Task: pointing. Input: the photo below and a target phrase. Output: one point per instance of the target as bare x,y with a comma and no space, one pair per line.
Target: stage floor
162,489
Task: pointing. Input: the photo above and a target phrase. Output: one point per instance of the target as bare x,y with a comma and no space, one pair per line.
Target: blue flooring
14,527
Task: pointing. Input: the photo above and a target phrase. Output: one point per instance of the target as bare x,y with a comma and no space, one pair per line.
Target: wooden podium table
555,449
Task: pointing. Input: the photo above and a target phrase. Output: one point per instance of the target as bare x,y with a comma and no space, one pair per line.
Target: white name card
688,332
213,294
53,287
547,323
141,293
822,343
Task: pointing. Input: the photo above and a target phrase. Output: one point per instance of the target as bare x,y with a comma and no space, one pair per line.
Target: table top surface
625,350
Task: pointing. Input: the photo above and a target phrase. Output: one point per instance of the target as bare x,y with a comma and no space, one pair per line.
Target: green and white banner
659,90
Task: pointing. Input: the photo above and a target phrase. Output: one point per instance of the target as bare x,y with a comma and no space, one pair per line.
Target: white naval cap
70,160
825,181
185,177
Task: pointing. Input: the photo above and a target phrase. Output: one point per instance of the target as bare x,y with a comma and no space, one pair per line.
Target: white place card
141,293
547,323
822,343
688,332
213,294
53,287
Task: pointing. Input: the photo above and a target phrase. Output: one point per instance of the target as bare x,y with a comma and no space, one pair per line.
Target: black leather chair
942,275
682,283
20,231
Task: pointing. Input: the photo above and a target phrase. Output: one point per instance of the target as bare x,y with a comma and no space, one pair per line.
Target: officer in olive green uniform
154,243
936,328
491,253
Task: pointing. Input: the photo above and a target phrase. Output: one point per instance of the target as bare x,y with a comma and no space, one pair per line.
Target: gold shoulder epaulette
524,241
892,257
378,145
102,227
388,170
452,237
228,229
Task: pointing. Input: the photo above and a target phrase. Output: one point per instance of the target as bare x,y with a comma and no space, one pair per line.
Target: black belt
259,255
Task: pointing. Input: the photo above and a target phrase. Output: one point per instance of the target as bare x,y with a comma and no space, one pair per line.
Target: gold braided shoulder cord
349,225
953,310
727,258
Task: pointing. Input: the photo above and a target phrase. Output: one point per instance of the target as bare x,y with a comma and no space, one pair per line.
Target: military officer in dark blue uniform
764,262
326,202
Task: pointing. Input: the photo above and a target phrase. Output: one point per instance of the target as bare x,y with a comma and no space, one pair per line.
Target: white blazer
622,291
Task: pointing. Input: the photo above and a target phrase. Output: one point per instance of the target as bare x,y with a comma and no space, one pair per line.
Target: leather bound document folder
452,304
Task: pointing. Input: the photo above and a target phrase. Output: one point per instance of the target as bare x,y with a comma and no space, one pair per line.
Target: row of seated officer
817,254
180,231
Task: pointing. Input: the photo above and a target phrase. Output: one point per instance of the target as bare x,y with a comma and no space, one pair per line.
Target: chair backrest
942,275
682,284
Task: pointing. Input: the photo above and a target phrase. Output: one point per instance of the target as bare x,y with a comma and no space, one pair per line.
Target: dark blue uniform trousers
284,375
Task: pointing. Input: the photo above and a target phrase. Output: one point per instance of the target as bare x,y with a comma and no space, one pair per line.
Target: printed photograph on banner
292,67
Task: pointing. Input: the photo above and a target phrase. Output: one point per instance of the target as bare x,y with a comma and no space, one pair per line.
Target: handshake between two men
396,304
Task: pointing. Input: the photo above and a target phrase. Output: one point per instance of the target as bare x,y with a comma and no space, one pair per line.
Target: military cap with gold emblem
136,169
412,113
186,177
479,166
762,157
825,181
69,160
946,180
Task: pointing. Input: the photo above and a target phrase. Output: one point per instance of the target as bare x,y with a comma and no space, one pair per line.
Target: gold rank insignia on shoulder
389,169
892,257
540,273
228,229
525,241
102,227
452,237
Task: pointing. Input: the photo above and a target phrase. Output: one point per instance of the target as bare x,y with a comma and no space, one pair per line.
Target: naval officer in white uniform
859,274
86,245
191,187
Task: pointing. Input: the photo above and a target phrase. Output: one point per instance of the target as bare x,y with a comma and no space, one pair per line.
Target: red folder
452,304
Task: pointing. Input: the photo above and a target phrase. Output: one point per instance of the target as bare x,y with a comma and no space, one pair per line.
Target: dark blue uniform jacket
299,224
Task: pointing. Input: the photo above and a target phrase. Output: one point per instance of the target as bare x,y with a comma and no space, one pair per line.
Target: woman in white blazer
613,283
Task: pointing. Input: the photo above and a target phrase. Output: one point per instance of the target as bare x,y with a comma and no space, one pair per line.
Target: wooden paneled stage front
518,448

******************************

- ACTIVITY -
Your output must contain exactly the lines from the one containing "Target: dark blue uniform jacket" to the final line of the data above, and no other text.

- SOLUTION TO THIS TASK -
Target: dark blue uniform jacket
299,224
Task: pointing. Input: the photo above and a target phrase. Output: one point per instance of the target as bare x,y with a comma and no space, one pair per line.
Target: woman in white blazer
613,283
Task: pointing. Input: the photo above and a target phrase. Output: one point per instance of the target as bare x,y with a comma and no space, one pair per line.
Target: wooden paneled stage front
518,448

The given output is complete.